TASK DIRECTIONS: Using the entries below, output exactly the line containing "Task: pointing. Mark each instance of the church" and all lines that follow it to the end.

Start of PROVIDED INFORMATION

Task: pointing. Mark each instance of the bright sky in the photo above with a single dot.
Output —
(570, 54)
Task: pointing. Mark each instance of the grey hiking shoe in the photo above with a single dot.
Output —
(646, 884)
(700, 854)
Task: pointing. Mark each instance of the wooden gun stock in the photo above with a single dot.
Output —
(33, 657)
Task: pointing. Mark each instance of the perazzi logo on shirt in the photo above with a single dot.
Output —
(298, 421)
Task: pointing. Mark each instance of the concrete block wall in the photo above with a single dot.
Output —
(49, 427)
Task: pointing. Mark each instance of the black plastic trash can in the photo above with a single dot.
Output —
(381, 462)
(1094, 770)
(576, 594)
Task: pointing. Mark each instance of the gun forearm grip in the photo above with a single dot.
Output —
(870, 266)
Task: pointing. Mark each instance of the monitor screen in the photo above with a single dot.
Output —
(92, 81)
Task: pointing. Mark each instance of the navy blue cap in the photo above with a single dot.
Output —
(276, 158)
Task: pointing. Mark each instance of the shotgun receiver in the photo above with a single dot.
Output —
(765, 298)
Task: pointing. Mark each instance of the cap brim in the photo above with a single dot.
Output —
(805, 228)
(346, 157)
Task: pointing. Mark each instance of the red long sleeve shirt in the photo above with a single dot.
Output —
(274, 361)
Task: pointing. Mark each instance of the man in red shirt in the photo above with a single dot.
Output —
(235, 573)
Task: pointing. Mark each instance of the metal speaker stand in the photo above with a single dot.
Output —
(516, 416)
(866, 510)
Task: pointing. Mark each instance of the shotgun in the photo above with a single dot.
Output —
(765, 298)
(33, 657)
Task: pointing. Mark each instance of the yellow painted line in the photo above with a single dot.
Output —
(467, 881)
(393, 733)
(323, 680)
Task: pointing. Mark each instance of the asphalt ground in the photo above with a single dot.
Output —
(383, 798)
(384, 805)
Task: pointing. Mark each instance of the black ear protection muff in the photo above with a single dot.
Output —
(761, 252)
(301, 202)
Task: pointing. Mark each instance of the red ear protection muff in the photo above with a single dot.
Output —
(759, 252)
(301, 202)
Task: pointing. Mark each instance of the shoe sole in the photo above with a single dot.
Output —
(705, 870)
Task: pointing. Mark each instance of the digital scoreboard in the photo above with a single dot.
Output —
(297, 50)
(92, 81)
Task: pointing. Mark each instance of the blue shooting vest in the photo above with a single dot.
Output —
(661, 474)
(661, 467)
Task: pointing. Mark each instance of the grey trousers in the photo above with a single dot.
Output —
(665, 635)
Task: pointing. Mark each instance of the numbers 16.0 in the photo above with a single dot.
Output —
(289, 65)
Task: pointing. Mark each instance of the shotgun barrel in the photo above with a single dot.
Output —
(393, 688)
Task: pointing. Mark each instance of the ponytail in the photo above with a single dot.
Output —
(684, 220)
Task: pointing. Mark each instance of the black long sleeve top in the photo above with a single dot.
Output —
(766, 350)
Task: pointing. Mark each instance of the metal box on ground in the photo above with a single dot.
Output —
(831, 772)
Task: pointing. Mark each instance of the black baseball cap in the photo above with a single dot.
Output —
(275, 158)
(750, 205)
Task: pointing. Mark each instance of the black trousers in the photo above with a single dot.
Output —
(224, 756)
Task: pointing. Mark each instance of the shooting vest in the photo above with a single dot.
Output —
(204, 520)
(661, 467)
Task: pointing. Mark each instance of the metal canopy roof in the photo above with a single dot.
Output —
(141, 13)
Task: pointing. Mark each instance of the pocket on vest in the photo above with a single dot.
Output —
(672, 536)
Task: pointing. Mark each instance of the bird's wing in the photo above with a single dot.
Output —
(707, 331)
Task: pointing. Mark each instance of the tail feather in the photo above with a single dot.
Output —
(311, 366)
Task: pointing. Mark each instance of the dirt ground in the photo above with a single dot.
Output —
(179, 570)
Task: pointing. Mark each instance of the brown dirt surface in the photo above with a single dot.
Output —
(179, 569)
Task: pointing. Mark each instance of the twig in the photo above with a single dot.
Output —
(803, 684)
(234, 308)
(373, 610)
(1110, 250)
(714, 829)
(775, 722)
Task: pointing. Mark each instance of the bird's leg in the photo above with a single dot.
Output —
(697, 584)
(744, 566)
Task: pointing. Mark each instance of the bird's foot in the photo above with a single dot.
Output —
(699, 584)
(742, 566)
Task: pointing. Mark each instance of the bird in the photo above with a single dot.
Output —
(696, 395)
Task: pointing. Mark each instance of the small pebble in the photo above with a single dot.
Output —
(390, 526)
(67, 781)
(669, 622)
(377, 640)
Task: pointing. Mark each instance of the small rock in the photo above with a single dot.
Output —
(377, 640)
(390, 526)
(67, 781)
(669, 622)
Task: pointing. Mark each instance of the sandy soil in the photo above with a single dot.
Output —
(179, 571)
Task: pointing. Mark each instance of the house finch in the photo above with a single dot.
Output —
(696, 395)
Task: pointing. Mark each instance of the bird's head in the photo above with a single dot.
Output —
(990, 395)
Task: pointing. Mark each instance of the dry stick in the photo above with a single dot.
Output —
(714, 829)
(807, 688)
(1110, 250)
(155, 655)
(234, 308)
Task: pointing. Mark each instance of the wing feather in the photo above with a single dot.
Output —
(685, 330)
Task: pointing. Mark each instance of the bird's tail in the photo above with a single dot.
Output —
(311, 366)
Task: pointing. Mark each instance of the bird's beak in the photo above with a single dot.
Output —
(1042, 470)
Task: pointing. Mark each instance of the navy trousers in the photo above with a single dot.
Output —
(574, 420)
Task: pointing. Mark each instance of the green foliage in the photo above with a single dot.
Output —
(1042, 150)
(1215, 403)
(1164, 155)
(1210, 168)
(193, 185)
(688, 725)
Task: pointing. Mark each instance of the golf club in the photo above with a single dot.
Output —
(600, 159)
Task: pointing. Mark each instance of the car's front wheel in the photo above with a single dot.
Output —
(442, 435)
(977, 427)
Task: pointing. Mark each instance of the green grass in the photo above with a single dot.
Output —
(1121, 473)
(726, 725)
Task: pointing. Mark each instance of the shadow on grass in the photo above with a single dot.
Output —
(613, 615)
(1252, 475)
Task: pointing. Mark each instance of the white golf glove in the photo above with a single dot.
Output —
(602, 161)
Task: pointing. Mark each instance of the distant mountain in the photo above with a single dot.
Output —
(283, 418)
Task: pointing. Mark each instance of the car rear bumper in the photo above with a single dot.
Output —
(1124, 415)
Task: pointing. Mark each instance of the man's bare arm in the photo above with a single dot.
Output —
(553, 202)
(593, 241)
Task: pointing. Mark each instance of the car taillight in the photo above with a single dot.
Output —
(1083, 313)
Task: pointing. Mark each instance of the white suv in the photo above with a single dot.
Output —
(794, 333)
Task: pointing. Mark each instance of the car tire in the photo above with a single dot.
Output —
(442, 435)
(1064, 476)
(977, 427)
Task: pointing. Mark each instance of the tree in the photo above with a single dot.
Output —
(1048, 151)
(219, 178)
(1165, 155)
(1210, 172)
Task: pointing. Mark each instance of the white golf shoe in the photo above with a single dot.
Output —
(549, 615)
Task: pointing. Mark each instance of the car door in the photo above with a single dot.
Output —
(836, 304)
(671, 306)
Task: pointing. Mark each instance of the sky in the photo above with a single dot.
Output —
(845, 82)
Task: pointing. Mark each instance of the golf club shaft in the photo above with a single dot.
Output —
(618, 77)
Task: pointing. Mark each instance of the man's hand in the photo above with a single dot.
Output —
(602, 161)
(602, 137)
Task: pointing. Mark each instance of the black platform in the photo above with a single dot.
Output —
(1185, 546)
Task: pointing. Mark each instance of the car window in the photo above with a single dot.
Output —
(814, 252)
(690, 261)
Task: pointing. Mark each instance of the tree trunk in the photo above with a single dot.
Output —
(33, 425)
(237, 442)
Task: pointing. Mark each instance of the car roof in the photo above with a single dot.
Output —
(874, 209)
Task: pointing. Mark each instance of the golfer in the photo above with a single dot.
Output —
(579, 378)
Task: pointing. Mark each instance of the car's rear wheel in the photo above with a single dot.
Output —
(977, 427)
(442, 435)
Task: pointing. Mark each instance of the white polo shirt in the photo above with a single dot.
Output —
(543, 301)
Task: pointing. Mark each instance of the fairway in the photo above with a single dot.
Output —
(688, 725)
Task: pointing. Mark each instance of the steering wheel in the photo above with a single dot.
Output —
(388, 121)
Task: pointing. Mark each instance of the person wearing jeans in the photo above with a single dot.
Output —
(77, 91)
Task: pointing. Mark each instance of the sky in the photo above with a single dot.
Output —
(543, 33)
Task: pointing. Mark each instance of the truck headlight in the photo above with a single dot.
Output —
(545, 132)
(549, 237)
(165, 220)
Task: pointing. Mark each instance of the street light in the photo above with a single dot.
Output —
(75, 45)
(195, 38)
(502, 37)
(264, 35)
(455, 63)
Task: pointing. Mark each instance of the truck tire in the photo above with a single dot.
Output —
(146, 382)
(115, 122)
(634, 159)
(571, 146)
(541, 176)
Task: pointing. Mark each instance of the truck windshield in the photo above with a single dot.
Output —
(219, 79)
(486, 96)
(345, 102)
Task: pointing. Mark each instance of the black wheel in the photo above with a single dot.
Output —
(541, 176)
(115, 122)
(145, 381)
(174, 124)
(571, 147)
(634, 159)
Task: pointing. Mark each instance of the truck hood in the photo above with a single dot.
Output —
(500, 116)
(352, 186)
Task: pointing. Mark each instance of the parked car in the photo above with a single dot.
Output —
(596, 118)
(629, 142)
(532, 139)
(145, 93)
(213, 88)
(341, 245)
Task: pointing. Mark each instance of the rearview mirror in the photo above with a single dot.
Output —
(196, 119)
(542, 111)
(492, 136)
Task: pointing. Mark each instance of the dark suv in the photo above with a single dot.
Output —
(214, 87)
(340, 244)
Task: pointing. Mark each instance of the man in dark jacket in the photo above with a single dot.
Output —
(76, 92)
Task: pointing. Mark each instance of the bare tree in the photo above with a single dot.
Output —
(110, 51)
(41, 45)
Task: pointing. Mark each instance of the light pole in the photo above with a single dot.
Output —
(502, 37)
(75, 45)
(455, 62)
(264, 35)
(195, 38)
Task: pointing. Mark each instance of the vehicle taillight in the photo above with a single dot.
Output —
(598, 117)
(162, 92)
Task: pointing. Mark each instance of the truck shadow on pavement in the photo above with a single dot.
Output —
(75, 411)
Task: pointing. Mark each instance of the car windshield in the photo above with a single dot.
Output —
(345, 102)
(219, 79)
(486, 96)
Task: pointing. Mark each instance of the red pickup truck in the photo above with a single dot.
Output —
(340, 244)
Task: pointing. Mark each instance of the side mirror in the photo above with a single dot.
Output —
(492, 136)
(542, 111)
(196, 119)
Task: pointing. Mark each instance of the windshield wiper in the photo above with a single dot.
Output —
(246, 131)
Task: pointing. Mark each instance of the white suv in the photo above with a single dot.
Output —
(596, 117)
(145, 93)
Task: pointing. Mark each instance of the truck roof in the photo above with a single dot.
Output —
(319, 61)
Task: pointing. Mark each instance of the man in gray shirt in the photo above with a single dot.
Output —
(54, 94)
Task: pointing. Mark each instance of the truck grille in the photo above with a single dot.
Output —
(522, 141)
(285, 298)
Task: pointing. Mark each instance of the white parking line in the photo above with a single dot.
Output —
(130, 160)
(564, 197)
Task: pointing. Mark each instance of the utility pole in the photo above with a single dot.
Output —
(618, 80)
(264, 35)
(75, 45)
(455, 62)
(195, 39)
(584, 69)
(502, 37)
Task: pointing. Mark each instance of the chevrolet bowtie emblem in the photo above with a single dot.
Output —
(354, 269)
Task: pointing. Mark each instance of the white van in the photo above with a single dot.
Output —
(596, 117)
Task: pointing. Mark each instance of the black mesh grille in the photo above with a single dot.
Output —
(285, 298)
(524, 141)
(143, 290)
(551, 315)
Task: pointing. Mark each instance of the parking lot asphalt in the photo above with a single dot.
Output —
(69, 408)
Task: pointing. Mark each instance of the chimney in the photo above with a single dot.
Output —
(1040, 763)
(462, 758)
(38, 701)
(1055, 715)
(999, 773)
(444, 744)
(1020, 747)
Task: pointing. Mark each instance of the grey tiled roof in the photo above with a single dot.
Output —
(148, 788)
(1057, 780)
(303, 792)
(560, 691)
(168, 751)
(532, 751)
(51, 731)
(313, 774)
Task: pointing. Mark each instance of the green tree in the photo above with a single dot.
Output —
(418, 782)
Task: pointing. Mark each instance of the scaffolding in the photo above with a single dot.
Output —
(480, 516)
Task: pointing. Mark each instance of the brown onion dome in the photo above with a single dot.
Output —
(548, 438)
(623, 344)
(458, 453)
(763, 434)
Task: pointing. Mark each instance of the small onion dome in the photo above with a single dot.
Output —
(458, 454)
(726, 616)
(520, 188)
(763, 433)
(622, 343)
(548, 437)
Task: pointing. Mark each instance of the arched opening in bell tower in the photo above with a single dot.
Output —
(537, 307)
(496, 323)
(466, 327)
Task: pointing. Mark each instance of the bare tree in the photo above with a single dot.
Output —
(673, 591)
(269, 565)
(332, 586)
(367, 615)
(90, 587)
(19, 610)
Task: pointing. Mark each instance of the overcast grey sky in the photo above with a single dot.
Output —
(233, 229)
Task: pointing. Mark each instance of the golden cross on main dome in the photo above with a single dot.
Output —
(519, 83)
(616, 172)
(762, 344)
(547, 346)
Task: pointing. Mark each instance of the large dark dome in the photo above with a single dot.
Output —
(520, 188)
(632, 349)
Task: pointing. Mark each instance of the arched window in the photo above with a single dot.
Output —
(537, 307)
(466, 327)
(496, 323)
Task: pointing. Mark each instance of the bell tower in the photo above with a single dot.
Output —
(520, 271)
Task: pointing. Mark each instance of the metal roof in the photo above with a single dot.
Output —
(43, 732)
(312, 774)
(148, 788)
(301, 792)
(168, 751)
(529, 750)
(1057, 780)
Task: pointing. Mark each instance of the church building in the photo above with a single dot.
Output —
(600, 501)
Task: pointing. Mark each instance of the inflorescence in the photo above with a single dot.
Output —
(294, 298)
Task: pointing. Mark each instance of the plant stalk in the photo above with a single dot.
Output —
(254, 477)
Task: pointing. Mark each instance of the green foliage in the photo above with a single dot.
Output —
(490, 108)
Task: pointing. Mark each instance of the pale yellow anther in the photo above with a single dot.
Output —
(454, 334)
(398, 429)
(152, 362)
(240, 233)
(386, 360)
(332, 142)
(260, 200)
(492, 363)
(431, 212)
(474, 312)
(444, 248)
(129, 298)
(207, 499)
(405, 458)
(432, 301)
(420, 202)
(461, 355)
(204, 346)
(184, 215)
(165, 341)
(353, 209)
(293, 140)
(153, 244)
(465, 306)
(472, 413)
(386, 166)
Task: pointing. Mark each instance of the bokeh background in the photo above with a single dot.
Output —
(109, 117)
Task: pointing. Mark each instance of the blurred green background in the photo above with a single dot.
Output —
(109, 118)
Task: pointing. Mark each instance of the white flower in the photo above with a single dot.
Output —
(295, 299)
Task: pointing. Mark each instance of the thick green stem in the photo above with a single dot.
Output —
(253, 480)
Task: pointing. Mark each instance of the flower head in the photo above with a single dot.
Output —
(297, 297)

End of PROVIDED INFORMATION

FINISHED EXERCISE:
Task: pointing. Mark each instance of the church building in the photo above with a single dot.
Output —
(600, 501)
Task: pointing. Mark each instance of the inflorescence in the photo above with a single dot.
Output —
(294, 298)
Task: pointing. Mark each instance of the plant stalk in the photo above with a single dot.
Output —
(254, 477)
Task: pointing. Mark each instance of the green foliage in the photo above with a single dot.
Output —
(490, 108)
Task: pointing. Mark each instance of the pale yellow anther in the photo above with a single dot.
Output —
(454, 334)
(398, 429)
(152, 362)
(240, 233)
(386, 360)
(332, 142)
(260, 200)
(492, 363)
(431, 212)
(474, 312)
(444, 248)
(129, 298)
(207, 499)
(405, 458)
(432, 301)
(420, 202)
(461, 355)
(204, 346)
(184, 215)
(165, 341)
(353, 209)
(293, 140)
(153, 244)
(465, 306)
(472, 413)
(386, 166)
Task: pointing. Mark each instance of the bokeh background in the photo above with a single dot.
Output —
(109, 117)
Task: pointing. Mark each instance of the blurred green background in the photo above with a single dot.
Output —
(109, 118)
Task: pointing. Mark each instance of the white flower in the photo above with a single dot.
Output —
(295, 299)
Task: pointing. Mark each instance of the thick green stem in the photo above with a single dot.
Output —
(253, 480)
Task: pointing. Mark each instance of the flower head in the photo above with a single dot.
Output —
(297, 297)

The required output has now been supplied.